CONSIGNES DE L'EXERCICE:
Poursuivez le texte sur la propagande russe à partir de sa dernière phrase.

EXTRAIT CITÉ:
* * *

Vanagaïté a déclaré que cela constitue un exemple spécifique du fonctionnement de la machine de propagande russe. A son avis, la Lituanie n'est pas capable de résister à une propagande de ce type, car nos mass-médias sont indépendants et ne suivront pas les ordres de l'Etat comme c'est le cas en Russie.

« La principale règle des élections ou de la propagande : plus grande est l'audience, plus gros est le mensonge. Je pense que jamais des Lituaniens n'oseraient mentir aussi effrontément et professionnellement que le font les Russes. Nos forces ne sont pas égales et notre culture est différente. Nous ne pouvons pas rivaliser avec leur propagande. Après avoir vu cinq émissions de Vremia, même un intellectuel est affecté : tout est si simple, si clairement exposé, ce qui est bon et ce qui est mauvais et l'effronterie le fait ressembler à la vérité. Un mensonge parfait adressé au subconscient », a dit la spécialiste de la propagande.

Neuf méthodes de propagande

En théorie, la propagande recouvre l'ensemble des mesures dirigées contre une cible. En d'autres termes, la cible est la société lituanienne, qui est attaquée sur tous les fronts à travers les sports, la religion, la culture, les médias, la science et d'autres sphères.

Il existe neuf méthodes essentielles de propagande, mais elle sont fortement interconnectées.

* * *

Lignes d'un jeu de données:
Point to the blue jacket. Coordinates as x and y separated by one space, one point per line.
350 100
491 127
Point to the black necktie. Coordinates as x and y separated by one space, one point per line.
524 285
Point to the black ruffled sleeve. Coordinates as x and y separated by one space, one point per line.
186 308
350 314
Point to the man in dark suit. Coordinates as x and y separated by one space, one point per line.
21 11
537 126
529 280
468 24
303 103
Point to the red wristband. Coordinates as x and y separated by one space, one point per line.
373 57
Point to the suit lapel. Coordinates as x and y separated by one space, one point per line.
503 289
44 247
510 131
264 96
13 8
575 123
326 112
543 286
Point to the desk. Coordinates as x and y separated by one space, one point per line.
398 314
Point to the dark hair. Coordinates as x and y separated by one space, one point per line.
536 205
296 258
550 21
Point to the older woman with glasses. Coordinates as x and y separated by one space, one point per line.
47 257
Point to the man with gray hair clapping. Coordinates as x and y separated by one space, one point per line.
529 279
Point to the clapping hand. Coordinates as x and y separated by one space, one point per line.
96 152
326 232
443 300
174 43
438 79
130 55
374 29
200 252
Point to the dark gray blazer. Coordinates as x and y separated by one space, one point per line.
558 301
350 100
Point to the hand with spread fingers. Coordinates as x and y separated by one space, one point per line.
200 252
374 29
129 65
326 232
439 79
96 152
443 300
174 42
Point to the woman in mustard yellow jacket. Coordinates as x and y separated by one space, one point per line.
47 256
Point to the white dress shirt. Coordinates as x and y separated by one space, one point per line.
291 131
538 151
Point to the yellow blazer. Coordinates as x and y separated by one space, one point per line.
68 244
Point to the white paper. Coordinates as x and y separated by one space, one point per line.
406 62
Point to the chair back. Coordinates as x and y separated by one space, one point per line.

* * *

RÉPONSE RÉDIGÉE:
1) En premier lieu, il y a la création d'une image mystique de « ils » ou « les ennemis ». Dans ce cas, est exploitée la tendance des gens à penser en catégories dualistes : nous/ils, bon/mauvais, ami/ennemi. La majorité des gens se voient, ainsi que leurs amis, comme « les bons », donc ceux qui parlent, pensent ou agissent différemment deviennent naturellement « les mauvais ». Un vocabulaire entier est créé de cette façon, sur la façon de désigner les bons et les mauvais.

Par exemple, pour souligner le mal incarné par les Ukrainiens loyaux à Kiev, le Kremlin les appelle fascistes, alors qu'il nomme les séparatistes des troupes d'auto-défense. En d'autres termes, il est prétendu que les séparatistes se protègent légalement des forces militaires ukrainiennes attaquantes. Par conséquent, les séparatistes sont les bons aux yeux de la Russie, alors que les soldats de l'Ukraine sont des ennemis.

Pour souligner l'affiliation des séparatistes aux « mauvais », l'Ukraine les appelle des terroristes. Les médias occidentaux choisissent une appellation plus conservatrice, comme combattants pro-russes ou simplement séparatistes.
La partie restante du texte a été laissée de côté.